■ Exercise instructions:
A. Translate this sentence from the Plunket Greene biography into Spanish: "He was also a member of the British socialite group known by the tabloid press of the 1920s as 'The Bright Young Things.'"
B. Please retype the Plunket Greene biography from "Richard George Hubert Plunket Greene (1" to "the Forest, 1885)." with no changes.

Richard George Hubert Plunket Greene (1 July 1901 – 25 March 1978) was an English racing motorist, a jazz musician and author. He was also a member of the British socialite group known by the tabloid press of the 1920s as 'The Bright Young Things.'

==Biography==
Richard George Hubert Plunket Greene was born on 1 July 1901, the son of Harry Plunket Greene, an Irish baritone who was most famous in the formal concert and oratorio repertoire, and Gwendolen Maud Parry, the daughter of Hubert Parry, English composer, teacher and historian of music. His grandmother, Louisa Lelias (Lilias) Plunket, was an author as well (Bound by a spell, or The Hunted Witch of the Forest, 1885).

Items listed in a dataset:
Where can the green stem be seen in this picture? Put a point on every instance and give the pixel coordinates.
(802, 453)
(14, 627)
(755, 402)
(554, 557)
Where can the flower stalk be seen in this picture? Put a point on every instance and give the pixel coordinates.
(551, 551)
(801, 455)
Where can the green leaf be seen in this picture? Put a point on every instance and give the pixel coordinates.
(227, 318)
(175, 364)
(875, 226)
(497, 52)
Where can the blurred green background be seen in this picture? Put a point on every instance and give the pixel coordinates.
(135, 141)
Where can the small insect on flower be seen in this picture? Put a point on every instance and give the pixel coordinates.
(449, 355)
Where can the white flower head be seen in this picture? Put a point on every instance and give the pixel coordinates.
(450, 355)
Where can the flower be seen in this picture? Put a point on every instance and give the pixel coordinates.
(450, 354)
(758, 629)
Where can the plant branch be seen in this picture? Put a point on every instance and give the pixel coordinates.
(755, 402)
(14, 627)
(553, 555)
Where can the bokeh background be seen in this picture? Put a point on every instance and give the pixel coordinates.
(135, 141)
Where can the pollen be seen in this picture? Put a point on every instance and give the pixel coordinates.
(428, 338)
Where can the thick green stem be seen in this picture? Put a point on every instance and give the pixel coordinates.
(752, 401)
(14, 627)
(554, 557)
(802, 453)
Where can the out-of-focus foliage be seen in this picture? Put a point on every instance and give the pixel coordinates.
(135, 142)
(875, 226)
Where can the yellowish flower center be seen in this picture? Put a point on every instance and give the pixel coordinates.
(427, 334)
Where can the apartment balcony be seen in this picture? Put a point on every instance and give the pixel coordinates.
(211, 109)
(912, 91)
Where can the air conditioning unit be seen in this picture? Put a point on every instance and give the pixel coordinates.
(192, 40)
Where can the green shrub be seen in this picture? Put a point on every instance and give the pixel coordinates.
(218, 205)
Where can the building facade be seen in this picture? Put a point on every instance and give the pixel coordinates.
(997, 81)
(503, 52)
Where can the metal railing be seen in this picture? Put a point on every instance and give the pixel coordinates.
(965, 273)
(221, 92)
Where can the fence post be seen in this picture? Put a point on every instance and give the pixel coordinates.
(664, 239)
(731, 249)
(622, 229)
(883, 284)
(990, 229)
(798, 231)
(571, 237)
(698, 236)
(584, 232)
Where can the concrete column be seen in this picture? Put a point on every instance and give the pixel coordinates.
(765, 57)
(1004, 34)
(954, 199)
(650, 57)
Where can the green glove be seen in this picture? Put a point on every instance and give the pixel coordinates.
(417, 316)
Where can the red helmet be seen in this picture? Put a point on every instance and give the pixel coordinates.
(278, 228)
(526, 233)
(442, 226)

■ Your written answers:
A. También fue miembro del grupo británico de la alta sociedad al que la prensa sensacionalista de la década de 1920 conocía como «The Bright Young Things».

B.
Richard George Hubert Plunket Greene (1 July 1901 – 25 March 1978) was an English racing motorist, a jazz musician and author. He was also a member of the British socialite group known by the tabloid press of the 1920s as 'The Bright Young Things.'

==Biography==
Richard George Hubert Plunket Greene was born on 1 July 1901, the son of Harry Plunket Greene, an Irish baritone who was most famous in the formal concert and oratorio repertoire, and Gwendolen Maud Parry, the daughter of Hubert Parry, English composer, teacher and historian of music. His grandmother, Louisa Lelias (Lilias) Plunket, was an author as well (Bound by a spell, or The Hunted Witch of the Forest, 1885).